What the exercise asks:
Hunt through the lines below for the string "pixel" and copy each one that has it.

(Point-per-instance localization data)
◆ ◆ ◆ ◆ ◆ ◆ ◆

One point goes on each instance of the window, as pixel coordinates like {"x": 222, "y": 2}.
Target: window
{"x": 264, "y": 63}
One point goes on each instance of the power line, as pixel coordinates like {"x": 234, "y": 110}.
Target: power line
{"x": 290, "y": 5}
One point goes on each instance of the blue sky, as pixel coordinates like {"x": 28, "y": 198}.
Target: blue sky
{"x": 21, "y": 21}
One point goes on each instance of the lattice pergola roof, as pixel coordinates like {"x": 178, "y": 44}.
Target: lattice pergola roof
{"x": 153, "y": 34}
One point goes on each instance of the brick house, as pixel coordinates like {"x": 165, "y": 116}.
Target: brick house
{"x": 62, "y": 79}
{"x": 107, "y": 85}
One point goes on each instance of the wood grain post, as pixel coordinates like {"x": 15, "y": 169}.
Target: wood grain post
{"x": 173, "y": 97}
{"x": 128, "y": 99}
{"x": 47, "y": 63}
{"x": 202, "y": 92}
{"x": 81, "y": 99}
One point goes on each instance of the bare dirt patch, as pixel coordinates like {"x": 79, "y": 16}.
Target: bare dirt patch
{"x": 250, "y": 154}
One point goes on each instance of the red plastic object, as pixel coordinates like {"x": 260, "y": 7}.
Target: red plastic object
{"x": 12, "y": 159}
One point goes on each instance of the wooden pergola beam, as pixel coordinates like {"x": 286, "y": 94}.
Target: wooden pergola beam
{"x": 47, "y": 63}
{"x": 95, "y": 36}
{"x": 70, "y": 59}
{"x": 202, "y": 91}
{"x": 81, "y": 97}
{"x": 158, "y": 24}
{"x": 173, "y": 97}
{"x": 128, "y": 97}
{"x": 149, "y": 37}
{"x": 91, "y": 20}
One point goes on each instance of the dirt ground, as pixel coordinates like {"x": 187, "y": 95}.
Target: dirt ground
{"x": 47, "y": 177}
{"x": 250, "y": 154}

◆ ◆ ◆ ◆ ◆ ◆ ◆

Response area:
One point goes on each instance of the window, as pixel coordinates like {"x": 222, "y": 2}.
One point goes on each instance of the power line, as pixel coordinates like {"x": 234, "y": 110}.
One point goes on each instance of the blue sky, as pixel coordinates like {"x": 28, "y": 198}.
One point goes on each instance of the lattice pergola roof, as pixel coordinates like {"x": 178, "y": 44}.
One point goes on each instance of the brick house, as pixel coordinates like {"x": 165, "y": 116}.
One point goes on each instance of the wood grain post, as pixel coordinates like {"x": 15, "y": 169}.
One point goes on each instance of the bare dirt patch, as pixel coordinates like {"x": 79, "y": 16}.
One point goes on each instance of the red plastic object, as pixel coordinates like {"x": 260, "y": 7}.
One point goes on each instance of the wooden pergola beam, as pixel coordinates like {"x": 286, "y": 94}.
One point goes on each instance of the dirt ground, as pixel coordinates like {"x": 187, "y": 95}.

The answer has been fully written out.